Object outline notes:
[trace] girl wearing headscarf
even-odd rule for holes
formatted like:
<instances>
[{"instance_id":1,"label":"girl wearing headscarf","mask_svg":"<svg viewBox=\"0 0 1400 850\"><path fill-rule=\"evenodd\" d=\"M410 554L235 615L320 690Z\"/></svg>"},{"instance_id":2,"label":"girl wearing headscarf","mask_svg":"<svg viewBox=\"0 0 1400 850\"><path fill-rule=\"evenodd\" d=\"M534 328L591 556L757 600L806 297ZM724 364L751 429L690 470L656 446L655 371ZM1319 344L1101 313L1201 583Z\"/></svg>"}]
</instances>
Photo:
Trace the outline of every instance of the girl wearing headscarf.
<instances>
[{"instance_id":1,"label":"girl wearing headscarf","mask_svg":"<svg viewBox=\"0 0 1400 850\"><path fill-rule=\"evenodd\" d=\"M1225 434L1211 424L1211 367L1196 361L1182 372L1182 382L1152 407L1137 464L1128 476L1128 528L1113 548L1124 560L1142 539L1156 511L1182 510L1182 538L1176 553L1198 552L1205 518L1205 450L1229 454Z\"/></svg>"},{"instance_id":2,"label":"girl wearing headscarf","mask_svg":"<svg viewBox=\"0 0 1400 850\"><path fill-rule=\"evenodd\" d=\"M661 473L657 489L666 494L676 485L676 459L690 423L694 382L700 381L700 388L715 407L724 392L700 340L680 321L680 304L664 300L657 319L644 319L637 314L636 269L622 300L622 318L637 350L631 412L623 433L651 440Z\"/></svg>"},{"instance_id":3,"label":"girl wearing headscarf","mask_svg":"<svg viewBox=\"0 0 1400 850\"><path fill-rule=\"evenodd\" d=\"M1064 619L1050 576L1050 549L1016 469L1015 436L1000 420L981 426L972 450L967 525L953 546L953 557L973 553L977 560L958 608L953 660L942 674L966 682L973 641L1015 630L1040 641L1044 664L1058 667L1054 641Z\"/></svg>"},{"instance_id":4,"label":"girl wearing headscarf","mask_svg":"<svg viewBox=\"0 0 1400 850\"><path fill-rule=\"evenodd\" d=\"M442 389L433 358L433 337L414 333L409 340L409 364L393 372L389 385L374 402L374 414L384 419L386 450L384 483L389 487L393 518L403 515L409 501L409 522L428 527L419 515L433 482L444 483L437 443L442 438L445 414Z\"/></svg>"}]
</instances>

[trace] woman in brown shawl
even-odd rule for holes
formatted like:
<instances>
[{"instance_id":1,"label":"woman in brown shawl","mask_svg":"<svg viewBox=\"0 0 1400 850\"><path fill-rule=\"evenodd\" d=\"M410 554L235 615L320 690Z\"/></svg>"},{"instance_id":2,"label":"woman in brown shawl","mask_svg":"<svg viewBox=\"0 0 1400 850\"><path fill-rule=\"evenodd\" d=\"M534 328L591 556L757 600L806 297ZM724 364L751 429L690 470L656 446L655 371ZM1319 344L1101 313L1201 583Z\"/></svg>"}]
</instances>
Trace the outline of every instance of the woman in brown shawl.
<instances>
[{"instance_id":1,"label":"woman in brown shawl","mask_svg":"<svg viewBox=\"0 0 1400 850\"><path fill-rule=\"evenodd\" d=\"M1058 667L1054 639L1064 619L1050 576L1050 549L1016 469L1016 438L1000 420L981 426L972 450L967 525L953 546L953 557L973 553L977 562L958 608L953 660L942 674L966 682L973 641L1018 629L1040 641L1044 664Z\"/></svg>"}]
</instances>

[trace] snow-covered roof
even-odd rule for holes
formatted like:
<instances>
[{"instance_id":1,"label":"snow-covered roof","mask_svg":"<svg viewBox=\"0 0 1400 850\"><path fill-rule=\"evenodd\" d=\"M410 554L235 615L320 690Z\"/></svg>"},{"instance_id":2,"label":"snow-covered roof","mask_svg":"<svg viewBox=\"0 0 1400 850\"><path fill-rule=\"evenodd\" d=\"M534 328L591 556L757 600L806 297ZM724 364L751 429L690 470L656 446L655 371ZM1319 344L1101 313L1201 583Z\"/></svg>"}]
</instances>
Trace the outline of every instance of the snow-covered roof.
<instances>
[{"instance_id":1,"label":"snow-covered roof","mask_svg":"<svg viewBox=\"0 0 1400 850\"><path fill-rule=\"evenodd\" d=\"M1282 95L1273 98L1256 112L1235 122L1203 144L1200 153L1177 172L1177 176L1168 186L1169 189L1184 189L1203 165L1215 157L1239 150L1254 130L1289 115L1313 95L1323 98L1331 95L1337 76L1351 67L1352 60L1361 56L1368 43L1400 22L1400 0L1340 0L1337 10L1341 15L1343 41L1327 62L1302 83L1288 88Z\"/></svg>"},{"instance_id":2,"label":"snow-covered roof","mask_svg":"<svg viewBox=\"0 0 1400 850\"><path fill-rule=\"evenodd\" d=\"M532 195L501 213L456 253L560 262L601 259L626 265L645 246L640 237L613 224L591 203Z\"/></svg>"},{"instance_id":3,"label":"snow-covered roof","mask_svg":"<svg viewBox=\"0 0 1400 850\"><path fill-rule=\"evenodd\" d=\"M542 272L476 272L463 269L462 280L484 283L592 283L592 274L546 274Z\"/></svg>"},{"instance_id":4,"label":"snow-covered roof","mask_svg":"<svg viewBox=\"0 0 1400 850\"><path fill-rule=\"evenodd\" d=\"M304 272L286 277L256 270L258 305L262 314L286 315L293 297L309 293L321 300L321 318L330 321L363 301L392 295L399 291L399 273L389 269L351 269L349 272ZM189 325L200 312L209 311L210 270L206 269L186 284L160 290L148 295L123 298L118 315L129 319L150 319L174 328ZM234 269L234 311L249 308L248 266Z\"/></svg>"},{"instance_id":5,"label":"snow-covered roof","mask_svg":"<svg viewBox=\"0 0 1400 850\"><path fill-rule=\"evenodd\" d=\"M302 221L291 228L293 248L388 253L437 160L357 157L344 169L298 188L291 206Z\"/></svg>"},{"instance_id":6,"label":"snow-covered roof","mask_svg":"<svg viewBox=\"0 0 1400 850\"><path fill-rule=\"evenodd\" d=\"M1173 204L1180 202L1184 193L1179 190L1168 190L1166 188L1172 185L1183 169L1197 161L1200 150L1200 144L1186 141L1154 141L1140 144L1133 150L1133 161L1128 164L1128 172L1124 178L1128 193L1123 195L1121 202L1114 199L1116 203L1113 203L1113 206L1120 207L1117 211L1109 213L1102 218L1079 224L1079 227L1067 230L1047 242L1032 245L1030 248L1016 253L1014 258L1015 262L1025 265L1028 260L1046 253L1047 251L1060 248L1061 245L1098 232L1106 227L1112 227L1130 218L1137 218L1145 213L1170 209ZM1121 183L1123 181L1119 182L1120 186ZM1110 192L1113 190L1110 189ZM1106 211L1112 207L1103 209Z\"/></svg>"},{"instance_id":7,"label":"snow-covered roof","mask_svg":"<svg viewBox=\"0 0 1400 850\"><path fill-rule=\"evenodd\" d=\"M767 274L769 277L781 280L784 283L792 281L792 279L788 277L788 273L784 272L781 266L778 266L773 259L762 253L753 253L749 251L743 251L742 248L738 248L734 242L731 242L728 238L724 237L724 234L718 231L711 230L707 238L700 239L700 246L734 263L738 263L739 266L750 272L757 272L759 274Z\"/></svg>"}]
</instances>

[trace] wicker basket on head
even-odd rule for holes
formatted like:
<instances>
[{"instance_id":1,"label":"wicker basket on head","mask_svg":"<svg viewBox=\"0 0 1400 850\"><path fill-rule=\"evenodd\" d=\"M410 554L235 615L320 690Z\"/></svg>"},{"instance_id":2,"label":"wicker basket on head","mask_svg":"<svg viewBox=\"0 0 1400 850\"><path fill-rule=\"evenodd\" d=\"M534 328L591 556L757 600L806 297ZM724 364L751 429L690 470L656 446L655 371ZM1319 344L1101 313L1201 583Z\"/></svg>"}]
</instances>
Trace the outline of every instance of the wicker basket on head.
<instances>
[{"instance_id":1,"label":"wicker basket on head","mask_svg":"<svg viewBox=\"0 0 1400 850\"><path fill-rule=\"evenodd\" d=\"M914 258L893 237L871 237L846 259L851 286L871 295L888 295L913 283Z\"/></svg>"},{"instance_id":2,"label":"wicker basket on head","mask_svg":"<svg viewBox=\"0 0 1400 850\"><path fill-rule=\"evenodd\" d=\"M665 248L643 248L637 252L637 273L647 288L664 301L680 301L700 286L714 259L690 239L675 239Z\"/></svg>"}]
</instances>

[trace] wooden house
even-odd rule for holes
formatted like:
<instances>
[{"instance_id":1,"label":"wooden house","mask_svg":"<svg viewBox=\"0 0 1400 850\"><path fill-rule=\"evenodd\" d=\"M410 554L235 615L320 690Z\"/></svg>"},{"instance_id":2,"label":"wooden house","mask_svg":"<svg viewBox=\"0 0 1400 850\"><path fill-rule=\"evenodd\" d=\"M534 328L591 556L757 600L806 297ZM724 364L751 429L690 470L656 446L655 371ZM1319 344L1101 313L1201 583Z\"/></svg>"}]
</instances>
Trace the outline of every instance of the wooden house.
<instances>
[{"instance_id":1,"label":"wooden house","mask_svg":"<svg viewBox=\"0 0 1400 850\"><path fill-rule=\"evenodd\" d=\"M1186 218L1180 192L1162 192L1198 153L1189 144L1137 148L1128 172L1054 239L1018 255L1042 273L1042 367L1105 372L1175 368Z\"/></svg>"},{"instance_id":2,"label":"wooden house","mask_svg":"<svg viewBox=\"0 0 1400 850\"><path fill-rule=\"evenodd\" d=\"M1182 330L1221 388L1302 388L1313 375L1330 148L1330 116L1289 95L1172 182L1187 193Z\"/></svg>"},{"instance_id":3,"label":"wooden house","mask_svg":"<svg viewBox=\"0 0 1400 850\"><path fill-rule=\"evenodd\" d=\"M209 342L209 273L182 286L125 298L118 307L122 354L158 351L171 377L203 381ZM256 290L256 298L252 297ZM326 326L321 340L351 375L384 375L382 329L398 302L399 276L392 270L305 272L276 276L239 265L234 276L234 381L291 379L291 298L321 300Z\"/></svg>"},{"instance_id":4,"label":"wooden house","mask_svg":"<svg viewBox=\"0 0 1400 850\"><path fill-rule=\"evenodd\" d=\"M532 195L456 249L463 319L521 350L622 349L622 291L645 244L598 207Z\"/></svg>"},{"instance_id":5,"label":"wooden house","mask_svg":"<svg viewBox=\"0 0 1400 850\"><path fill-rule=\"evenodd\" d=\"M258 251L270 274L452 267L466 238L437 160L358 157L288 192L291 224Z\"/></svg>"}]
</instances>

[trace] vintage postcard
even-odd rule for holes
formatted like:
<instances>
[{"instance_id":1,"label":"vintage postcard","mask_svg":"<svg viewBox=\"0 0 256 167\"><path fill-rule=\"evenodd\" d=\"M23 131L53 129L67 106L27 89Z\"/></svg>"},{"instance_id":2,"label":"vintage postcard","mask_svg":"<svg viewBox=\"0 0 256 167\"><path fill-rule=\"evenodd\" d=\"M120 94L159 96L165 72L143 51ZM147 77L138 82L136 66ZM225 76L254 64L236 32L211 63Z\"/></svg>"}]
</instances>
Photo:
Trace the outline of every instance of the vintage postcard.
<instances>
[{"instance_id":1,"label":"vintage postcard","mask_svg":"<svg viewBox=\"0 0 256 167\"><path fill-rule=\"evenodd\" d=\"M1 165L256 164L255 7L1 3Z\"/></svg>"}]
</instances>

**The task:** Copy out, unchanged, the lines above that begin with the line containing "[trace] vintage postcard" and end with the line containing "165L256 164L255 7L1", including both of those lines.

**Task result:**
[trace] vintage postcard
even-odd rule for holes
formatted like:
<instances>
[{"instance_id":1,"label":"vintage postcard","mask_svg":"<svg viewBox=\"0 0 256 167\"><path fill-rule=\"evenodd\" d=\"M23 131L53 129L67 106L27 89Z\"/></svg>"},{"instance_id":2,"label":"vintage postcard","mask_svg":"<svg viewBox=\"0 0 256 167\"><path fill-rule=\"evenodd\" d=\"M120 94L159 96L165 72L143 51ZM147 77L138 82L136 66ZM225 76L254 64L236 32L211 63Z\"/></svg>"}]
</instances>
Photo:
Trace the outline of every instance of the vintage postcard.
<instances>
[{"instance_id":1,"label":"vintage postcard","mask_svg":"<svg viewBox=\"0 0 256 167\"><path fill-rule=\"evenodd\" d=\"M1 165L256 164L255 7L1 3Z\"/></svg>"}]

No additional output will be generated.